### QUOTED TEXT:
####################

There is this senior couple at my church that have been involved with the youth for many of their years, they have a passion for youth. We have a night service as well, and they are always there, and I can tell you, they are a blessing to everyone. Before the service, a small group of us gather together for prayer, and they are always there. I love hearing them pray, to hear their wisdom, and the confidence in their prayers has be greatly encouraging. This couple lives like they will see Jesus tomorrow, and let me tell how refreshing it is to be around seniors like that. So when I watched this video and heard Francis Chan’s message, I was like ‘yes, I agree!’ He said it with the most respect too. May God bless his challenging words, and may God grant us more people like the couple I know.
bev Mitchell#31 “It is surprising that no one has mentioned the very bad practice in most mid-size and large evangelical churches of dividing adults up into college/careers, singles, young married, “adult”, seniors – there seems to be no end. In vain will you search for the “it matters not what gender, age, status, or anything else group.” To divide and avoid is to misunderstand and eventually depreciate.”
That is why we have you here! Excellent point.
Chan was my “small group” leader when I attended a couple of the Passion Conference. Small is a relative term, so there were still probably 400 – 500 people in the group. This was before he left his church and all that, but he came off as a very tortured soul to me back then, and honestly he still does. Whenever I hear him speak I just want to scream, “relax, man! God isn’t upset with you! Quit killing yourself to impress Him!”, and then I want to give him a few Brennan Manning books to read.
I’m not saying that he doesn’t speak truth or that he even has a message that some people need to get. But the line between being a prophetic voice in the wilderness and piling burdens on people’s back can be hard to tread.
I will also add this. I’ve been slogging my way through Diarmaid MacCulloch’s massive book, Christianity: The First Three Thousand Years, and the tension between asceticism and a more mundane (I mean mundane not in a negative sense, but more like normal or “doable”‘) version of Christianity has been something that has existed almost from the very beginning. I think of asceticism much like I do other spiritual disciplines. The motivation to practice it has to come from one’s own heart, otherwise it quickly breaks down into a form of legalism.
Appreciate your example and encouragement.
“I see loads of patience in the comments re the basic message of the dangers of materialism and easy living – but very little patience with Chan’s tone, choice of words and approach.”
I think that if people truly had patience with the basic message, then the tone, choice of words, and approach would be a lot more appreciated and even tolerated. The fact that it isn’t is what gives me cause to say that there is little patience with the message.
I mean, in light of such an important message, why are we bickering about tone? So what he is whiny.
That said, I agree with your point that DRT also agreed with, and Chan’s point hopefully will not further the divide between age groups, etc. inside our churches. My point was just that I don’t see why anyone who is trying to, or interested in, living “radically”, at any age, would be offended by the approach, for sake of the message. Sure, he could change his approach and tone and whatever. But why do posts like this always turn into critique of the messenger, his style, etc. What about the message?
Is it Biblical? Does it apply to us? What does it mean I should actually do? Sell my house? Move to Africa? Give away my life savings? Or something else? Does it look differently at different stages of life and in different situations?
This is what we should be talking about.

####################

### INFORMATION SUPPLIED:
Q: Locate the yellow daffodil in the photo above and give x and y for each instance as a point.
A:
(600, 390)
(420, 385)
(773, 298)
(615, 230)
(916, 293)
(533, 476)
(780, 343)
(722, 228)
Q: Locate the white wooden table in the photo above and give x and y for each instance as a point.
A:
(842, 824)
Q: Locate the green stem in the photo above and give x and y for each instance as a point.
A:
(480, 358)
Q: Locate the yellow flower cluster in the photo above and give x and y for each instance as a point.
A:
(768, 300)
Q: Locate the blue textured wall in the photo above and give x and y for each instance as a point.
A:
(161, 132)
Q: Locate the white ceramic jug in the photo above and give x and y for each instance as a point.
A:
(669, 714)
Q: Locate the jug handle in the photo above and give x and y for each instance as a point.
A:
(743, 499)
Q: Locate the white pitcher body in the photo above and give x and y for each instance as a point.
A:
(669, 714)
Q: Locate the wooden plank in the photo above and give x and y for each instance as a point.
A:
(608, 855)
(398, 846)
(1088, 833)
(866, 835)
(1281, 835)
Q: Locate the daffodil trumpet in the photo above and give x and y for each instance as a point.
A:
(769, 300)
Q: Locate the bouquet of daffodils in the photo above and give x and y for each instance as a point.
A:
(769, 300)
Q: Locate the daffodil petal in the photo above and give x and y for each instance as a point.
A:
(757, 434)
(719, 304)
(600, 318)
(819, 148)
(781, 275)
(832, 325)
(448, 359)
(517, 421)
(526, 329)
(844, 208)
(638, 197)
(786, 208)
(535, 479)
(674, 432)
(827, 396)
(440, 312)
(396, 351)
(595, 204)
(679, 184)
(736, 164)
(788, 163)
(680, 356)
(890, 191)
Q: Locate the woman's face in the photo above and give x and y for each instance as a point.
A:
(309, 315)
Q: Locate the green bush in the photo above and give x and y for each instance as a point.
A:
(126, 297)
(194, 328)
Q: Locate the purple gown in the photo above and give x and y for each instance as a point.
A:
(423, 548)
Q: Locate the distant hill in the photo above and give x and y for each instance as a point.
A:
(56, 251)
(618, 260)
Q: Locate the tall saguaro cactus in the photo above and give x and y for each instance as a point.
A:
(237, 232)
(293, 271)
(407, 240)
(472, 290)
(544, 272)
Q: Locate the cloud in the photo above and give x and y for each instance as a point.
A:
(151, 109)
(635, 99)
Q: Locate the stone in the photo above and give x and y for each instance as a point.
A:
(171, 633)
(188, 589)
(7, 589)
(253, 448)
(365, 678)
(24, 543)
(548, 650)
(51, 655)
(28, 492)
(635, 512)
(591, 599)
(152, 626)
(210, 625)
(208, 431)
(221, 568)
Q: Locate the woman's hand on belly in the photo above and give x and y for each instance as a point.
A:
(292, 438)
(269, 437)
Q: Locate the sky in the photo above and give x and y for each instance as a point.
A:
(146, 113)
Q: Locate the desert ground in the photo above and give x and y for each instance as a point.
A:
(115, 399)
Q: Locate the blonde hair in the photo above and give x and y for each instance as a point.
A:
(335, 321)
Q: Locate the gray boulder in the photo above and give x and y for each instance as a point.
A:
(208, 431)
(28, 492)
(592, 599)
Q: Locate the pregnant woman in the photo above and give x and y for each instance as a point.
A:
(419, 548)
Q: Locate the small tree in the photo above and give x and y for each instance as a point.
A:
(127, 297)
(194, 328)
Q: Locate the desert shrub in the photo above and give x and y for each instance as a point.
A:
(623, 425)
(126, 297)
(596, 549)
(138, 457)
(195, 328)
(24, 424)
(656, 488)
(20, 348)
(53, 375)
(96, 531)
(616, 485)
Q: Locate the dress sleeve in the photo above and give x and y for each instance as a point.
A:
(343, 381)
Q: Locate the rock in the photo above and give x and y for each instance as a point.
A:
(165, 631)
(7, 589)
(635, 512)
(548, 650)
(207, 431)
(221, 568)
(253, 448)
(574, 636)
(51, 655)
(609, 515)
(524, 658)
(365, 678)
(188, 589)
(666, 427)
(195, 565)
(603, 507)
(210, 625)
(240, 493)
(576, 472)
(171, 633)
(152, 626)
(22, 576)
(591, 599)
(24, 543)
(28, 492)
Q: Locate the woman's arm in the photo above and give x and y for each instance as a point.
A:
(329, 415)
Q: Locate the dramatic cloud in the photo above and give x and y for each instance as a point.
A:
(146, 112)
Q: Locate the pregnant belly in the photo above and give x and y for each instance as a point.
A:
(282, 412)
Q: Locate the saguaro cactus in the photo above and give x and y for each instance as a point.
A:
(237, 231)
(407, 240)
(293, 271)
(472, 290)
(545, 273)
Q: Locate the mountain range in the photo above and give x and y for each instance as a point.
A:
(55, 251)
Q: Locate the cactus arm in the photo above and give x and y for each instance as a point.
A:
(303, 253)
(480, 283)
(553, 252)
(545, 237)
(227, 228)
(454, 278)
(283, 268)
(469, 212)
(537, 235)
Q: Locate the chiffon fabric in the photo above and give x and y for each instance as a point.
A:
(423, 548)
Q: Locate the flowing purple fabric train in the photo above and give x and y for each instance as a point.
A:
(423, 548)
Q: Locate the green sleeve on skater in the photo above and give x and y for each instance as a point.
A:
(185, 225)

####################

### PARTS OF THE EXERCISE:
1. Reproduce the part of the comments on Francis Chan's message between "Is it Biblical?" and "in different situations?", inclusive.
2. Put the entries from the line holding "Q: Locate the chiffon" through the end of the entries, inclusive, into a JSON list of strings with one string per line, leaving out blank lines.

### ANSWERS:
1.
Is it Biblical? Does it apply to us? What does it mean I should actually do? Sell my house? Move to Africa? Give away my life savings? Or something else? Does it look differently at different stages of life and in different situations?

2.
[
  "Q: Locate the chiffon fabric in the photo above and give x and y for each instance as a point.",
  "A:",
  "(423, 548)",
  "Q: Locate the flowing purple fabric train in the photo above and give x and y for each instance as a point.",
  "A:",
  "(423, 548)",
  "Q: Locate the green sleeve on skater in the photo above and give x and y for each instance as a point.",
  "A:",
  "(185, 225)"
]